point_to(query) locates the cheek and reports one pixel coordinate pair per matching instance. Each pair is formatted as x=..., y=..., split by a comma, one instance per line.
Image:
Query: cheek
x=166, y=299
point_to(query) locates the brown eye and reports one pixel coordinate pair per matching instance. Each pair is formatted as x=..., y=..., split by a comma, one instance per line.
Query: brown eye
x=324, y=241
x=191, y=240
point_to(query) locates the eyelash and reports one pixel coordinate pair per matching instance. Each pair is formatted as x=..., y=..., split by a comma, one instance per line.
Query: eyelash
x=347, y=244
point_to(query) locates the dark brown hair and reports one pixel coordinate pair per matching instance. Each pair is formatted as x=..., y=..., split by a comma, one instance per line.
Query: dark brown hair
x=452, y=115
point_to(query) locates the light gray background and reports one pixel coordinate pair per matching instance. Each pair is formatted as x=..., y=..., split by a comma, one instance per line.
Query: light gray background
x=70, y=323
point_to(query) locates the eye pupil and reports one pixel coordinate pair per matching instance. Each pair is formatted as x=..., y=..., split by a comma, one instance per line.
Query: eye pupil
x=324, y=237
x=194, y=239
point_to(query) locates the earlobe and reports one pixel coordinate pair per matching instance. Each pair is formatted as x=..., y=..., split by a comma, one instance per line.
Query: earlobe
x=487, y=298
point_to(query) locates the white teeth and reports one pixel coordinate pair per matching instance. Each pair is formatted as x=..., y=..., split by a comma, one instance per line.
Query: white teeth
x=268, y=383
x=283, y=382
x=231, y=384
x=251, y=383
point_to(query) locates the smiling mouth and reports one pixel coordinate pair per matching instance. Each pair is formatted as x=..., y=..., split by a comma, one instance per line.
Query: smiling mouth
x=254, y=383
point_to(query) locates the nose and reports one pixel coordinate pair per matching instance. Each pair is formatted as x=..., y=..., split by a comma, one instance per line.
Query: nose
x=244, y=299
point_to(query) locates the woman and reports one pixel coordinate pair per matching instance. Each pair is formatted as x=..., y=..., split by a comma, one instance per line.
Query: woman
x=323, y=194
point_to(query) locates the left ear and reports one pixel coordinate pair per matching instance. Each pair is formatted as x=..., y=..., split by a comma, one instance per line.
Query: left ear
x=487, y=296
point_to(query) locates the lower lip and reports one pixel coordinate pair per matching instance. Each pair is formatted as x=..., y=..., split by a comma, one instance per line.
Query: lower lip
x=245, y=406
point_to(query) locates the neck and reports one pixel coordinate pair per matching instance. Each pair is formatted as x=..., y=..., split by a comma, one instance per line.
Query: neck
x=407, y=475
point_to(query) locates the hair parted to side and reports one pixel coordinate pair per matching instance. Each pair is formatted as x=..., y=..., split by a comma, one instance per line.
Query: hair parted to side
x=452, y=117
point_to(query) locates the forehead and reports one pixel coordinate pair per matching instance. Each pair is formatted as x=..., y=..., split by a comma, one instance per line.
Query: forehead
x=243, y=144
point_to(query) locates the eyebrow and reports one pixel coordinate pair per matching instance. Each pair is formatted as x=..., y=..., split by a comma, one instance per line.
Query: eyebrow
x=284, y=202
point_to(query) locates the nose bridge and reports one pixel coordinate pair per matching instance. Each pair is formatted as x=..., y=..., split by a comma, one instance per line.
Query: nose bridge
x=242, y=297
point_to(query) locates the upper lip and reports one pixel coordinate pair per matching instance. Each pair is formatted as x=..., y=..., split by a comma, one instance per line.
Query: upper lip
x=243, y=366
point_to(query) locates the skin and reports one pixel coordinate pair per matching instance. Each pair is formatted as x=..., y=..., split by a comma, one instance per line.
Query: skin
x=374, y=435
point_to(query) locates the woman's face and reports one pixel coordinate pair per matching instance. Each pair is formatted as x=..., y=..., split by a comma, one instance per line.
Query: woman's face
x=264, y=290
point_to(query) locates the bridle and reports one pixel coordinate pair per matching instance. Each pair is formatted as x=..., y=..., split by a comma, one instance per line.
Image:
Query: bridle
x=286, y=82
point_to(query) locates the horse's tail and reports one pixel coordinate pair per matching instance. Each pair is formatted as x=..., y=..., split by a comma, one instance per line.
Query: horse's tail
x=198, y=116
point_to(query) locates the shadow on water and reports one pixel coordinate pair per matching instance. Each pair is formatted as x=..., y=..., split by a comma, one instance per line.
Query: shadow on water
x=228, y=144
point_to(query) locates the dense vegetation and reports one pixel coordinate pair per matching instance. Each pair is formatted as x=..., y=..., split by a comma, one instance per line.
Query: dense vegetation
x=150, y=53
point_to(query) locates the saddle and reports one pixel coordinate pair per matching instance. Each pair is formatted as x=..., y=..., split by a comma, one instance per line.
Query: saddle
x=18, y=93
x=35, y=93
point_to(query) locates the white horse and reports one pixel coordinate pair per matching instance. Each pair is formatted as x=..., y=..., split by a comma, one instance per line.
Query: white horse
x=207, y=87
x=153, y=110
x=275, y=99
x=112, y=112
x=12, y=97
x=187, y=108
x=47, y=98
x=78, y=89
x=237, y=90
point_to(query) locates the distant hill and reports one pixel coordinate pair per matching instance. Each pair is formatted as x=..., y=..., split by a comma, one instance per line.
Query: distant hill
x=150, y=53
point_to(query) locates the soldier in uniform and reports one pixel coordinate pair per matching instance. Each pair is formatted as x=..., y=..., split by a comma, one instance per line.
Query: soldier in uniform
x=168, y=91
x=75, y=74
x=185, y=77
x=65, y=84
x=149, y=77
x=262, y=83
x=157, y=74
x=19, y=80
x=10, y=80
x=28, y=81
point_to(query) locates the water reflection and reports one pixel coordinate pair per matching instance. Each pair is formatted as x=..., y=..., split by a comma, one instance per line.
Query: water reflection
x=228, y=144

_____

• _STATED PROBLEM_: Please reproduce the data above word for word, starting at its first line and ending at the line containing "x=166, y=299", including both of those lines.

• _SOLVED PROBLEM_:
point_to(query) locates the cheek and reports one pixel coordinate pair per matching instance. Each pair is formatted as x=..., y=..., split by a comma, one instance per line.
Image:
Query: cheek
x=166, y=299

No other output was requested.